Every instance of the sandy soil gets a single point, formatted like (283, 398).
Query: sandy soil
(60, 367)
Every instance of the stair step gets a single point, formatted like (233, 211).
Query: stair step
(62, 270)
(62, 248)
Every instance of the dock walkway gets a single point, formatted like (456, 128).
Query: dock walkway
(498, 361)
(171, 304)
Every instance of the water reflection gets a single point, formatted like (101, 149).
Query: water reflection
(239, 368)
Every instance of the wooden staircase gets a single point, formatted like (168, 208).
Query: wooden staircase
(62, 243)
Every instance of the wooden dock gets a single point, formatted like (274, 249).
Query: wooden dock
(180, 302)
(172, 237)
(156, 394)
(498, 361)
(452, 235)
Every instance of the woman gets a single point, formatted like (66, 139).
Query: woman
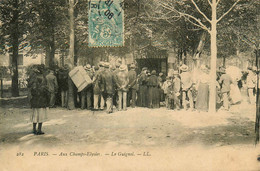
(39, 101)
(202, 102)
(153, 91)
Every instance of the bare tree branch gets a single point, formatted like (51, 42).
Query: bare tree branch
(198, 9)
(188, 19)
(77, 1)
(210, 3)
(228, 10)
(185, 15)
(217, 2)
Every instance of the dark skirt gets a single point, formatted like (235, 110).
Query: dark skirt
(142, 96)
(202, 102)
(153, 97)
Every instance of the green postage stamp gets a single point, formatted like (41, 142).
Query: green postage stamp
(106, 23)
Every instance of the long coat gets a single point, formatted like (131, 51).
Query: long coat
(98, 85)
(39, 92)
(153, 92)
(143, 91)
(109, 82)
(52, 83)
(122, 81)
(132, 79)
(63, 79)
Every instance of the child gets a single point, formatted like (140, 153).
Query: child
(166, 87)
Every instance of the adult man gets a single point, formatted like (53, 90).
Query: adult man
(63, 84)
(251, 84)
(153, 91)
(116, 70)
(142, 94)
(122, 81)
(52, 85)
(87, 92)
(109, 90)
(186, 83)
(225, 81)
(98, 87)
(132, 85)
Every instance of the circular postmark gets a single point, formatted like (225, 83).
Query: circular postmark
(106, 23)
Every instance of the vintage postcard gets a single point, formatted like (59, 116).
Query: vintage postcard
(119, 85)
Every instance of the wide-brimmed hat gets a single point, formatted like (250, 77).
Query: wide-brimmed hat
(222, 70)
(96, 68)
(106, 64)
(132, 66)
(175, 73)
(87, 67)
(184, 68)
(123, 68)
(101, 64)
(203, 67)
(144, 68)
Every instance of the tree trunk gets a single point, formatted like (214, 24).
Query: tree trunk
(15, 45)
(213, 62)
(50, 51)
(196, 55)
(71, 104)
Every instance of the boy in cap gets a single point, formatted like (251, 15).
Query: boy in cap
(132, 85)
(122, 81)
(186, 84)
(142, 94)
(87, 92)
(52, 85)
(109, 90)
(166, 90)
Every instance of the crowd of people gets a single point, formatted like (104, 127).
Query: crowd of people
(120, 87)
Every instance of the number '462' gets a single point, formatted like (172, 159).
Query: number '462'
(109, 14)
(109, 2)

==

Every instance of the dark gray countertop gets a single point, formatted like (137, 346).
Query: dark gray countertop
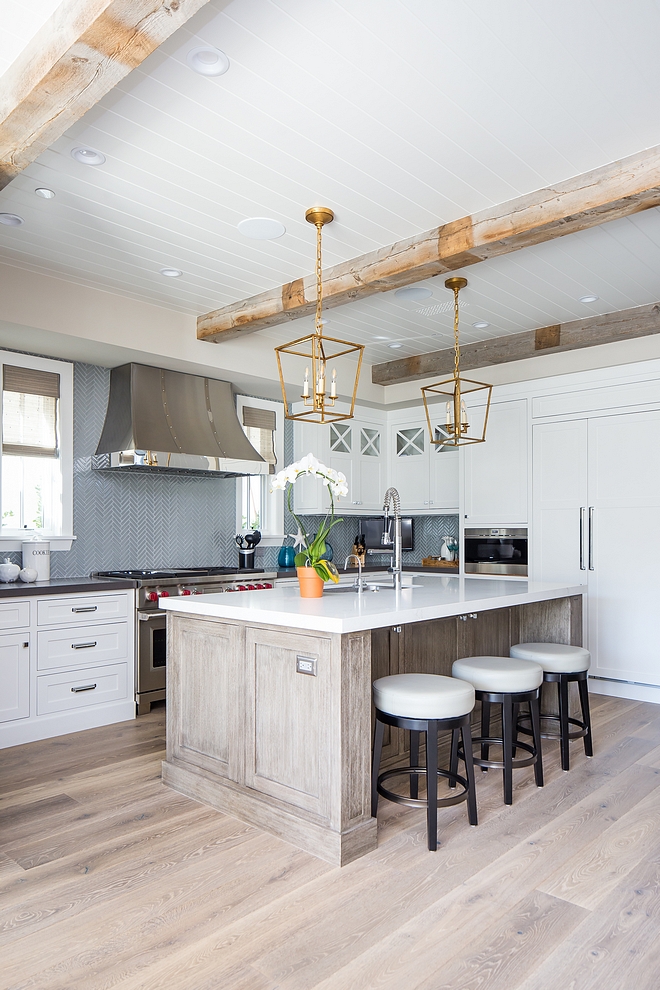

Exercise directions:
Return the lines of the records that include the string "gray".

Result of this exercise:
Every instance of the dark gray countertop gets a single point, formatted like (137, 346).
Query: dark gray countertop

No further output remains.